▶ **Supplied material**
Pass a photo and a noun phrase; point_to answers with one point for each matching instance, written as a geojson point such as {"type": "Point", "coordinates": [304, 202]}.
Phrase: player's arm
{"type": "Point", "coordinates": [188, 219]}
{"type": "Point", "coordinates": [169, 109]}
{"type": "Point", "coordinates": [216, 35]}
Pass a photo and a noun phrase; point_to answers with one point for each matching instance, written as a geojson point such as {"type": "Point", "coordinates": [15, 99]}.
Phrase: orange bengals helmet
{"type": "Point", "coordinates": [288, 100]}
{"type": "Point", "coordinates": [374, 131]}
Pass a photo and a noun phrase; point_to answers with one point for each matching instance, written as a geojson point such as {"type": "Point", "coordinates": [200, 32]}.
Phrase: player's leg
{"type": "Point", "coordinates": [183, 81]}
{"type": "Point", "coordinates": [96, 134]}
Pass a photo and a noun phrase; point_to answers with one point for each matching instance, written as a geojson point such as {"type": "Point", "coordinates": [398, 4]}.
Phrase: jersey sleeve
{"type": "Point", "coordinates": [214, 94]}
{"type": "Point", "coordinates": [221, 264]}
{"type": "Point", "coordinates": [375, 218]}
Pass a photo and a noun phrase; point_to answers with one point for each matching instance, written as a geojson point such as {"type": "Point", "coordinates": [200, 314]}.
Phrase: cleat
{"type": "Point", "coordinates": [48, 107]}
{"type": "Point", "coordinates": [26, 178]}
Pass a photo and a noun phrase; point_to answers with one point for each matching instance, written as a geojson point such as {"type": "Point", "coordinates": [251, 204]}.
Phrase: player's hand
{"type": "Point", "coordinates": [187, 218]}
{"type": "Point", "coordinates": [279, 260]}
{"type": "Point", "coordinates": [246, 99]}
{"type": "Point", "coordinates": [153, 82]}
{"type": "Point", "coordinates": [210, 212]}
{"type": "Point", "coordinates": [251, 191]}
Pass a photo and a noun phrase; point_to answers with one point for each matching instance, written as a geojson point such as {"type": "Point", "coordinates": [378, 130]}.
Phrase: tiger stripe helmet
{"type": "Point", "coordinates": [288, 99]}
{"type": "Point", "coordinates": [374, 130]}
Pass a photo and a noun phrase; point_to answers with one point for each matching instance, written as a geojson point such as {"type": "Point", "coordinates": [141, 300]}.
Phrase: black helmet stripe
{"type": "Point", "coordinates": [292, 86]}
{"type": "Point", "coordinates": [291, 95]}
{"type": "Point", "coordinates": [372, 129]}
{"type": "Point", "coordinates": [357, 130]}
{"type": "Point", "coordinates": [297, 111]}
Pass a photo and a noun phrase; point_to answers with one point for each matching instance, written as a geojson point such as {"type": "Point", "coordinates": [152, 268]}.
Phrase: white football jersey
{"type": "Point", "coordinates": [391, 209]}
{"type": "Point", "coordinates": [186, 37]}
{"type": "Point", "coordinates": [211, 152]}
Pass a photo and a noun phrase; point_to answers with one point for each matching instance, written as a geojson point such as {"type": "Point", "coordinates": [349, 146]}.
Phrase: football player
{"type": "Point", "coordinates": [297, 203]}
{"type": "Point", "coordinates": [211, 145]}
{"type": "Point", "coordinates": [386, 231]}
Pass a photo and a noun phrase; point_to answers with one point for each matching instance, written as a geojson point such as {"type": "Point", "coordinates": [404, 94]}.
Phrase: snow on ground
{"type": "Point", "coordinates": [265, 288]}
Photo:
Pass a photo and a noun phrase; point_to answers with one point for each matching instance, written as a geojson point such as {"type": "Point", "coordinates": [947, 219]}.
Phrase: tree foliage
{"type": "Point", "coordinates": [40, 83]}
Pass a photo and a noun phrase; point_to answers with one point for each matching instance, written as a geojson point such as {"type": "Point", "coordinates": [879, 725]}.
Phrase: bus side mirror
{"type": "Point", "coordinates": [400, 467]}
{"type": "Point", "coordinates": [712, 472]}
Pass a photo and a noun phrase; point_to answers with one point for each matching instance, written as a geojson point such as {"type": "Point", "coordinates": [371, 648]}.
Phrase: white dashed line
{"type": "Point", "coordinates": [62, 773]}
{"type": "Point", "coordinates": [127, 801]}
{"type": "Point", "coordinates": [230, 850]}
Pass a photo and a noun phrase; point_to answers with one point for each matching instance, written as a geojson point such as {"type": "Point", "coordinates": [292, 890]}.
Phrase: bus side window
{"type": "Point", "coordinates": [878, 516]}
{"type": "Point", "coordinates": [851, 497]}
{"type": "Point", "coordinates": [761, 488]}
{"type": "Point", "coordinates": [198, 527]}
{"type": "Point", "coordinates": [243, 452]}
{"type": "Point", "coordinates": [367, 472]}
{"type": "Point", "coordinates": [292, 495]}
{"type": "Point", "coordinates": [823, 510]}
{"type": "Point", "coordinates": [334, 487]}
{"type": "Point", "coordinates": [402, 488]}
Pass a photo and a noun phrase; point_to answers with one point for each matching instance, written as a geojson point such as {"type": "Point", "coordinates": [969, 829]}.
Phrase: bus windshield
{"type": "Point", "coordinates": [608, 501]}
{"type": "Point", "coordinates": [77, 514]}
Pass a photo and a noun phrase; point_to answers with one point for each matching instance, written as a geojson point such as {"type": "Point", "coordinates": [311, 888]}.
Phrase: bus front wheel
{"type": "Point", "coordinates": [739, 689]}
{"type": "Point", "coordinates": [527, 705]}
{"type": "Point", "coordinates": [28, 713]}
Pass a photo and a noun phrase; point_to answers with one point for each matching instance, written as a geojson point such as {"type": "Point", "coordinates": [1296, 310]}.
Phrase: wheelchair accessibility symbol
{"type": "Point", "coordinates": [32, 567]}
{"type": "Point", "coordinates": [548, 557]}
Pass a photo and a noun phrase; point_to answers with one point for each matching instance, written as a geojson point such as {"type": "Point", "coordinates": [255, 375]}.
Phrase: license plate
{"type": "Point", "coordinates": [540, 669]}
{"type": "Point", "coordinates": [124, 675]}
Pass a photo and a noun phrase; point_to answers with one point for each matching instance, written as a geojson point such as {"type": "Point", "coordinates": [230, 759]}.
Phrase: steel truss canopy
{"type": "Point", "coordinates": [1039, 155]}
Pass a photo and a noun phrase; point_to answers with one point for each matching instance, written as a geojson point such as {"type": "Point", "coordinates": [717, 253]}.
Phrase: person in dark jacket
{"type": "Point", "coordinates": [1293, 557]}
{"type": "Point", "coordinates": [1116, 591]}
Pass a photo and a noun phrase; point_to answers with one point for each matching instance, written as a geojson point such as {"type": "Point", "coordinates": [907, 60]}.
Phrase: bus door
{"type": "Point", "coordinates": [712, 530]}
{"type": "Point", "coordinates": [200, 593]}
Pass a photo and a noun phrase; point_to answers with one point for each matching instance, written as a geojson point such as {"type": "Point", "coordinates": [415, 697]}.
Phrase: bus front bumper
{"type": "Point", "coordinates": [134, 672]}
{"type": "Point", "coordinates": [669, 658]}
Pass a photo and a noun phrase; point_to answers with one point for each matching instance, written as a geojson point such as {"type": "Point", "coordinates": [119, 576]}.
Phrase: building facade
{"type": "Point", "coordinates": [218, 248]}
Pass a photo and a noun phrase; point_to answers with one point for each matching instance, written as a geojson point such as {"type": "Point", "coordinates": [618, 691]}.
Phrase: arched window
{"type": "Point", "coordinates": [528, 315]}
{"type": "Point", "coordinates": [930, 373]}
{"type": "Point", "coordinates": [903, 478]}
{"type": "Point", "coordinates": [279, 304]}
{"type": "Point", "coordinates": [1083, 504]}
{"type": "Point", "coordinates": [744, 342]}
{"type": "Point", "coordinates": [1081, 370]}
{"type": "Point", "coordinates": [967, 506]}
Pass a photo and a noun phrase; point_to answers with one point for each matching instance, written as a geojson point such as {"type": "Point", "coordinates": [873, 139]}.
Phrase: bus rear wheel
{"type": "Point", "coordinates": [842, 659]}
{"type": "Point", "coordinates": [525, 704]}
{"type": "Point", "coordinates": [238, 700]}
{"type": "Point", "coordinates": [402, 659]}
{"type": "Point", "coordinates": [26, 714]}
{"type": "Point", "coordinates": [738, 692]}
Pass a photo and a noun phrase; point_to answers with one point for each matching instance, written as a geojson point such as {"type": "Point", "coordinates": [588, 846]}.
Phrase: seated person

--

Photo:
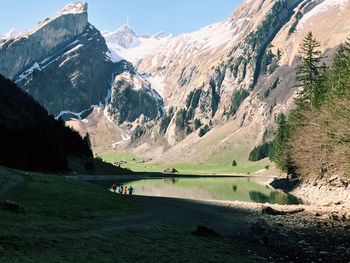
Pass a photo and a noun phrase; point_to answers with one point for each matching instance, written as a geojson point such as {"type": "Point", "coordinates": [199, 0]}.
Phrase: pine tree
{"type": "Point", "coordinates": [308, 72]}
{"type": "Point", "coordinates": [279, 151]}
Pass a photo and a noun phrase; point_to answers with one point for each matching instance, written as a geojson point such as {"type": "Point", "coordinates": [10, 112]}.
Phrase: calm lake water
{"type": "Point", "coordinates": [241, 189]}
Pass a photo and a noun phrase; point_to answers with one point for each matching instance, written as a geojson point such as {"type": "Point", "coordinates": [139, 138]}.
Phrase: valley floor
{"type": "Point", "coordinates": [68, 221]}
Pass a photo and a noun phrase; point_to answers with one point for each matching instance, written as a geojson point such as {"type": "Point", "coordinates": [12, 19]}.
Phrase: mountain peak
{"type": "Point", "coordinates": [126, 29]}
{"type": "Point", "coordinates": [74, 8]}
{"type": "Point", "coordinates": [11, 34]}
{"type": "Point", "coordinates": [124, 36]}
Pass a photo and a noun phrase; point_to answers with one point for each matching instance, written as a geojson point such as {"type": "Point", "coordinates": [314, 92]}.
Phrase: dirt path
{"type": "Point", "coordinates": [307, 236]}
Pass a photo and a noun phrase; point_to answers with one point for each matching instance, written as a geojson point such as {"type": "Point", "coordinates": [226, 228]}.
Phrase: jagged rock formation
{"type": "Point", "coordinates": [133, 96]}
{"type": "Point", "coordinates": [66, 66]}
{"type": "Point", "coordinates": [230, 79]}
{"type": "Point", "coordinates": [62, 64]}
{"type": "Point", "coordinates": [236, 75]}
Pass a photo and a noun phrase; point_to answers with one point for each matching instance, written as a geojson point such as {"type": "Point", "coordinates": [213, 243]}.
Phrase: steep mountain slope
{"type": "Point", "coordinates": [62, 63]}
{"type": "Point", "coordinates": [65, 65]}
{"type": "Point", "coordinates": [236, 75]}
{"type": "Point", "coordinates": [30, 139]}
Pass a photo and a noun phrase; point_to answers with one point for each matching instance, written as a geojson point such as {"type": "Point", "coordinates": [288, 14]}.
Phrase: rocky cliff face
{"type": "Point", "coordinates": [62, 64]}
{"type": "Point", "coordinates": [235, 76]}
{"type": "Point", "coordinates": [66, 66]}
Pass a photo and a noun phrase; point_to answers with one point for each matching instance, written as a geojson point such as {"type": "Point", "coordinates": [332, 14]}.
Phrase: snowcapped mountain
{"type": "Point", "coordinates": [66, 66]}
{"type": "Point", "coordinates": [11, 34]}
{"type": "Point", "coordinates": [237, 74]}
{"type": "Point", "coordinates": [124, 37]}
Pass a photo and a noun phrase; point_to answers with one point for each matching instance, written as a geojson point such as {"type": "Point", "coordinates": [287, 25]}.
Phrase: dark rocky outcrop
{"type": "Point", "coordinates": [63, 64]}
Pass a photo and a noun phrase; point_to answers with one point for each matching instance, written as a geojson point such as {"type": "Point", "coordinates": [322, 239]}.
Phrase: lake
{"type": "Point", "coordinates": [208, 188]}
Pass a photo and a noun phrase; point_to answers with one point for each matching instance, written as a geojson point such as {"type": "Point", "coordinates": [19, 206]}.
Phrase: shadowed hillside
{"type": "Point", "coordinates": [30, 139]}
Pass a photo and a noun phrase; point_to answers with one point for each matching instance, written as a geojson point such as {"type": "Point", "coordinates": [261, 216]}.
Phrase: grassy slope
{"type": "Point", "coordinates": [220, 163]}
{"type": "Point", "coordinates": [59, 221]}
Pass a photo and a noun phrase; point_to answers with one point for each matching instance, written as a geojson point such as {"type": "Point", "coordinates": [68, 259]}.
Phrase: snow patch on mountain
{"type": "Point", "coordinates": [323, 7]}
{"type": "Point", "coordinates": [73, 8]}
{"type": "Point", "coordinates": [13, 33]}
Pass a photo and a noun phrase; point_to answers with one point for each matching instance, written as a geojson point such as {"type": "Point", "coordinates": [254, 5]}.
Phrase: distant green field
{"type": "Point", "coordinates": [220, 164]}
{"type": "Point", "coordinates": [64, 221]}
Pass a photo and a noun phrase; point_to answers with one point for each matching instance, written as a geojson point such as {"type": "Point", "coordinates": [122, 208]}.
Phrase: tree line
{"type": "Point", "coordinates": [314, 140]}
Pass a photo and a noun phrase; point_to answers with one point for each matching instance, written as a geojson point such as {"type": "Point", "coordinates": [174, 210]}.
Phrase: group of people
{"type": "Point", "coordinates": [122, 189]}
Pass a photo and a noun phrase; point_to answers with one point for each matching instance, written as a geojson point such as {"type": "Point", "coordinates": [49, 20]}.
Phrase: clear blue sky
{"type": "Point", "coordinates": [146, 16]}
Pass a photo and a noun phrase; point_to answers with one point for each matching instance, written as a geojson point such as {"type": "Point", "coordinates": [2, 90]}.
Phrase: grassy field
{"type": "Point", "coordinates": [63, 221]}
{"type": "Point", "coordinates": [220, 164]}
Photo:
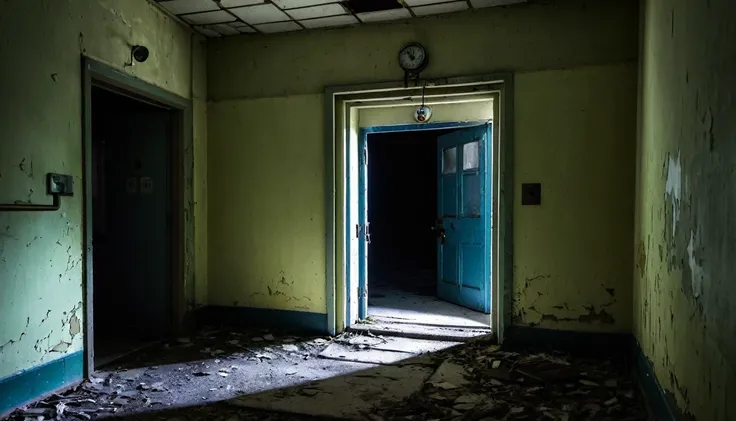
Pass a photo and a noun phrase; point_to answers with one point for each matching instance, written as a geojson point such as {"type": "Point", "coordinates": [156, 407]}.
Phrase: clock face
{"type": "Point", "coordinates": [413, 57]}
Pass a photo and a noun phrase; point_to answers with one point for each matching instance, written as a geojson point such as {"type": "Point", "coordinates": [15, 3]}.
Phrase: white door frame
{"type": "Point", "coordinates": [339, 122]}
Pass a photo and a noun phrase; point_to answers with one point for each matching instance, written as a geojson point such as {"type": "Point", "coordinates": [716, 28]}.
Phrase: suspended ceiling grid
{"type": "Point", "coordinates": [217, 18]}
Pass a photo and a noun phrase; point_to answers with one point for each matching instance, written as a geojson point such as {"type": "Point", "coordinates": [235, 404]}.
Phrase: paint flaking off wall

▶ **Exercise aim**
List every line above that contains the string "football". Case counts.

▶ **Output of the task**
Phrase: white football jersey
Phrase: football player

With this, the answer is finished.